**TEXTE FOURNI**
◇ ◇ ◇ ◇ ◇ ◇ ◇

L’évangile du jour est dans la tonalité de celui de dimanche dernier dans lequel le Christ reproche aux autorités religieuses leur refus de croire en sa personne et en son message, alors que ces autorités sont les mieux placées et les mieux préparées à l’accueillir.
Nous pouvons donc entendre assez facilement cette parabole en suivant le fil historique qu’elle suit.
La première invitation est celle faite par le Christ aux autorités religieuses, autorités qui refusent avec des arguments sont les leurs.
La deuxième invitation est celle que les apôtres font aux gens de la synagogue ; gens qui les expulsent, les maltraitent ou les tuent même.
Il s’en suit la destruction de Jérusalem par les Romains en 70. Dans le mouvement littéraire de Mathieu, le désastre qui touche Jérusalem peut apparaître comme un châtiment du refus de répondre à l’invitation.
Ici, il ne s’agit pas de châtiment, mais bien d’une conséquence de la sortie de sa ligne de vie ou de la logique de son appel à la vie.
La troisième invitation est celle que les apôtres adressent aux païens, les bons comme les mauvais et ces païens répondent positivement à l’invitation.
Nous avons un témoignage de l’acceptation de l’invitation dans l’initiation des églises par Paul de Tarse en Grèce, ou dans la ville de Philippes dans la région de Macédoine dans les années 50 et suivantes.

◇ ◇ ◇ ◇ ◇ ◇ ◇

**EXERCICES À FAIRE**
a) D'après le commentaire de la parabole, à qui les apôtres adressent-ils la troisième invitation ?
b) Recopiez dans le commentaire de la parabole tout ce qui va de « La troisième invitation » jusqu'à « 50 et suivantes. ».

◇ ◇ ◇ ◇ ◇ ◇ ◇

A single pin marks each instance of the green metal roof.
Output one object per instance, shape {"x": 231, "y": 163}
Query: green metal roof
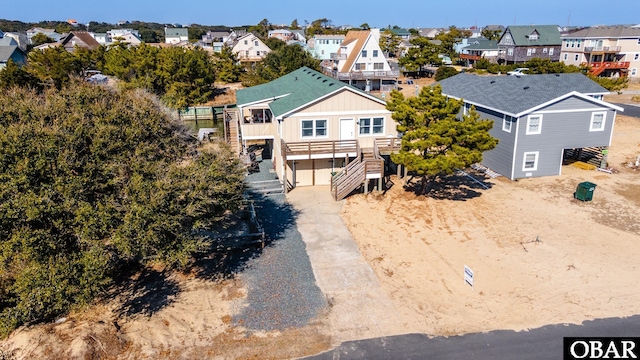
{"x": 548, "y": 35}
{"x": 293, "y": 90}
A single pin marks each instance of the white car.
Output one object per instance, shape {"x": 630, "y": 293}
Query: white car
{"x": 518, "y": 71}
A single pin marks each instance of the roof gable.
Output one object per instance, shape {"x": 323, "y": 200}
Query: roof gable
{"x": 605, "y": 32}
{"x": 176, "y": 32}
{"x": 295, "y": 90}
{"x": 81, "y": 38}
{"x": 359, "y": 38}
{"x": 534, "y": 35}
{"x": 7, "y": 52}
{"x": 515, "y": 95}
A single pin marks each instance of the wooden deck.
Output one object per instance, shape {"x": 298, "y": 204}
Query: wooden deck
{"x": 386, "y": 146}
{"x": 319, "y": 149}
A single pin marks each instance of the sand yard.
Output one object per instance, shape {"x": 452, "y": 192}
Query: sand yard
{"x": 583, "y": 266}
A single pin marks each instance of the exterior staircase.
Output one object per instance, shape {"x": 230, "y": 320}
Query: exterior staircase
{"x": 232, "y": 132}
{"x": 368, "y": 165}
{"x": 267, "y": 187}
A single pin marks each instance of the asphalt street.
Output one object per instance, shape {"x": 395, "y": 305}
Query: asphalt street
{"x": 542, "y": 343}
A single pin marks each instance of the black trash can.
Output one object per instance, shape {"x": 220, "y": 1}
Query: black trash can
{"x": 585, "y": 190}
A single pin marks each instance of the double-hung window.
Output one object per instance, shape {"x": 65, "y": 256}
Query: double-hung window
{"x": 530, "y": 161}
{"x": 371, "y": 126}
{"x": 534, "y": 124}
{"x": 314, "y": 128}
{"x": 597, "y": 121}
{"x": 506, "y": 123}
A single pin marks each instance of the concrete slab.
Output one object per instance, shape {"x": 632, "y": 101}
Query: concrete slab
{"x": 359, "y": 306}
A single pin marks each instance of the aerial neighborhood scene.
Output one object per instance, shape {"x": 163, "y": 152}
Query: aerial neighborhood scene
{"x": 231, "y": 181}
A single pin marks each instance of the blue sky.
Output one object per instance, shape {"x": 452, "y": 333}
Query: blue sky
{"x": 407, "y": 13}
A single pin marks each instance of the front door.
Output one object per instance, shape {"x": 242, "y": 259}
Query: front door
{"x": 347, "y": 129}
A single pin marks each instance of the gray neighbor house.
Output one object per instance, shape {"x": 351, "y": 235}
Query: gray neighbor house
{"x": 536, "y": 117}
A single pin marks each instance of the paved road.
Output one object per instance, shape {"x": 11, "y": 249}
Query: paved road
{"x": 543, "y": 343}
{"x": 630, "y": 110}
{"x": 359, "y": 306}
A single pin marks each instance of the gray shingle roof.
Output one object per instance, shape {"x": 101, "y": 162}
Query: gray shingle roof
{"x": 294, "y": 90}
{"x": 548, "y": 35}
{"x": 605, "y": 31}
{"x": 7, "y": 51}
{"x": 517, "y": 94}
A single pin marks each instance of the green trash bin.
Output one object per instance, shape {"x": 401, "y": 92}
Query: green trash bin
{"x": 585, "y": 190}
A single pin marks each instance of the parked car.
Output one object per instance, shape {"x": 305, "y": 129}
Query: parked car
{"x": 518, "y": 71}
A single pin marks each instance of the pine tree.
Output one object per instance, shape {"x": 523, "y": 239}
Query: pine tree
{"x": 435, "y": 141}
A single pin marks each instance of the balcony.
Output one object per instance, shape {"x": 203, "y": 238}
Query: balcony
{"x": 602, "y": 49}
{"x": 598, "y": 67}
{"x": 304, "y": 150}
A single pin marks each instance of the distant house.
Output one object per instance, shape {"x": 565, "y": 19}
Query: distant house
{"x": 519, "y": 44}
{"x": 402, "y": 33}
{"x": 609, "y": 51}
{"x": 322, "y": 46}
{"x": 9, "y": 50}
{"x": 496, "y": 28}
{"x": 128, "y": 36}
{"x": 315, "y": 126}
{"x": 51, "y": 33}
{"x": 476, "y": 32}
{"x": 20, "y": 38}
{"x": 101, "y": 38}
{"x": 81, "y": 39}
{"x": 360, "y": 62}
{"x": 538, "y": 119}
{"x": 429, "y": 32}
{"x": 282, "y": 34}
{"x": 175, "y": 35}
{"x": 212, "y": 38}
{"x": 479, "y": 48}
{"x": 250, "y": 48}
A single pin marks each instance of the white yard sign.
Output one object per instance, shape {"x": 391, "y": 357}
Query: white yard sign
{"x": 468, "y": 275}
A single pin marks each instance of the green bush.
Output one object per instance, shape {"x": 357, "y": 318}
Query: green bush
{"x": 93, "y": 181}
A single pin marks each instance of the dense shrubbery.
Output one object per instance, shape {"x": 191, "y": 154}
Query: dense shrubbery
{"x": 181, "y": 77}
{"x": 91, "y": 182}
{"x": 281, "y": 61}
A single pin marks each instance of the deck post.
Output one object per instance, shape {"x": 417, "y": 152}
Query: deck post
{"x": 284, "y": 176}
{"x": 293, "y": 172}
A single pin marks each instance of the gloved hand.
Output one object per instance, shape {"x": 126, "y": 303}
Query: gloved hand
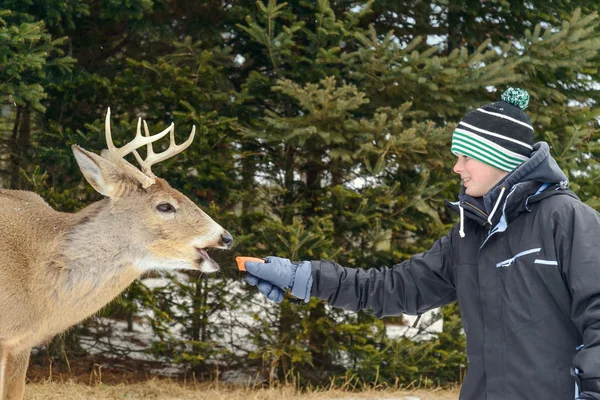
{"x": 276, "y": 275}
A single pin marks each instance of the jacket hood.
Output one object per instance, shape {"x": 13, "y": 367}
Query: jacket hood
{"x": 540, "y": 167}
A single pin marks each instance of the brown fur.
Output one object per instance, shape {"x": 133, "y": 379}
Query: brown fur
{"x": 57, "y": 268}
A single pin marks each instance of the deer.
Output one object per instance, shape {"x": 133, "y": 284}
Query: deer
{"x": 57, "y": 268}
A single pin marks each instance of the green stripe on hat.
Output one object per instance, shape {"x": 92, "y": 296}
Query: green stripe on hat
{"x": 485, "y": 145}
{"x": 482, "y": 151}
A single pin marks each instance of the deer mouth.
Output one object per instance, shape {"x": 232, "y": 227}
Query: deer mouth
{"x": 205, "y": 258}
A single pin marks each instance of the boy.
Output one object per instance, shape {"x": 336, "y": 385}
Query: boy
{"x": 522, "y": 263}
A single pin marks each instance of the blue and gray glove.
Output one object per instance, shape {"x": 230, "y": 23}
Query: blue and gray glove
{"x": 276, "y": 275}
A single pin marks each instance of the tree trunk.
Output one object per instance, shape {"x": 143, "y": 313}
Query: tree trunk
{"x": 20, "y": 142}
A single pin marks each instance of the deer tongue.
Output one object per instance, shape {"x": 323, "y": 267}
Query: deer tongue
{"x": 204, "y": 256}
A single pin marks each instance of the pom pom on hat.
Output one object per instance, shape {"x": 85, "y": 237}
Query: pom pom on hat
{"x": 517, "y": 97}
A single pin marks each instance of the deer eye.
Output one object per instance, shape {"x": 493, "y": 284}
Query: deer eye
{"x": 165, "y": 208}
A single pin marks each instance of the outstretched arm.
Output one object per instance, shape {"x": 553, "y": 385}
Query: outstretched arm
{"x": 414, "y": 286}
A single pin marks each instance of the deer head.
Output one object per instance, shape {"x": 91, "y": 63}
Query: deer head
{"x": 168, "y": 230}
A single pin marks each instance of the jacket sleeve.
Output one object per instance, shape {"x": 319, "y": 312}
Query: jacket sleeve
{"x": 416, "y": 285}
{"x": 577, "y": 229}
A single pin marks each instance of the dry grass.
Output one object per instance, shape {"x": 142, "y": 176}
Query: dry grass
{"x": 160, "y": 389}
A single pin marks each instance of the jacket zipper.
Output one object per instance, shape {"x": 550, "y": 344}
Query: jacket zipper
{"x": 510, "y": 261}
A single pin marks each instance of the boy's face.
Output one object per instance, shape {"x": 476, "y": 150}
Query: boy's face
{"x": 478, "y": 178}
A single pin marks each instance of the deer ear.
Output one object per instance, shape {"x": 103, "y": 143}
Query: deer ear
{"x": 100, "y": 173}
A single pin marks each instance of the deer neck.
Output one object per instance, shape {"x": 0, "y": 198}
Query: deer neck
{"x": 97, "y": 259}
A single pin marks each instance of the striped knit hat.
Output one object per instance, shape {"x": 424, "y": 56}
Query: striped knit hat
{"x": 499, "y": 134}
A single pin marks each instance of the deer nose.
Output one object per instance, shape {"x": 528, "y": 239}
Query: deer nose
{"x": 227, "y": 240}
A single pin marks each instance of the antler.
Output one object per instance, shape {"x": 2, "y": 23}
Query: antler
{"x": 116, "y": 153}
{"x": 153, "y": 158}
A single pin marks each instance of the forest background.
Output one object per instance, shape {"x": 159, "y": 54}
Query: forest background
{"x": 324, "y": 131}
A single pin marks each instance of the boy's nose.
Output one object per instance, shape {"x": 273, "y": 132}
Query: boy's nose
{"x": 457, "y": 166}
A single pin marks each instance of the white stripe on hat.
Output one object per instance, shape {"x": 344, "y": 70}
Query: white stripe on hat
{"x": 492, "y": 144}
{"x": 486, "y": 157}
{"x": 506, "y": 117}
{"x": 496, "y": 135}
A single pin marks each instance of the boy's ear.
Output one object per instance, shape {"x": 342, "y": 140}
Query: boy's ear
{"x": 102, "y": 174}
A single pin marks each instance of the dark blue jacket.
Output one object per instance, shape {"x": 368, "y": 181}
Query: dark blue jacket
{"x": 528, "y": 288}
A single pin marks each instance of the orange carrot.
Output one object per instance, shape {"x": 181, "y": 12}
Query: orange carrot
{"x": 242, "y": 260}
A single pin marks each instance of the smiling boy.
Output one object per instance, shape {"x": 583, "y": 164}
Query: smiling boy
{"x": 523, "y": 264}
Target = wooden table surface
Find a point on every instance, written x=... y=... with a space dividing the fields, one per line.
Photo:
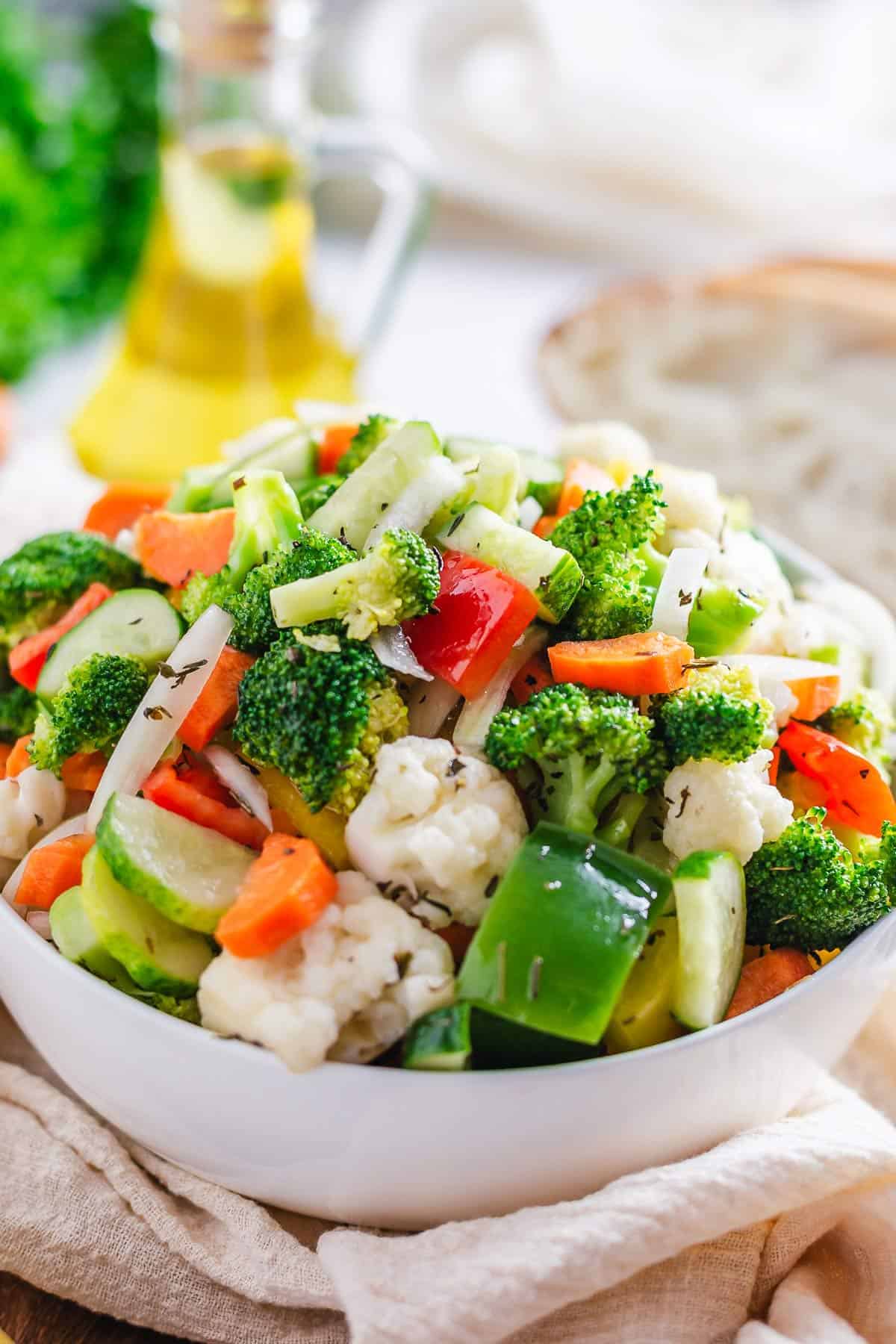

◇ ◇ ◇ ◇ ◇ ◇ ◇

**RÉPONSES PAR EXERCICE**
a) Aux païens, les bons comme les mauvais.

b)
La troisième invitation est celle que les apôtres adressent aux païens, les bons comme les mauvais et ces païens répondent positivement à l’invitation.
Nous avons un témoignage de l’acceptation de l’invitation dans l’initiation des églises par Paul de Tarse en Grèce, ou dans la ville de Philippes dans la région de Macédoine dans les années 50 et suivantes.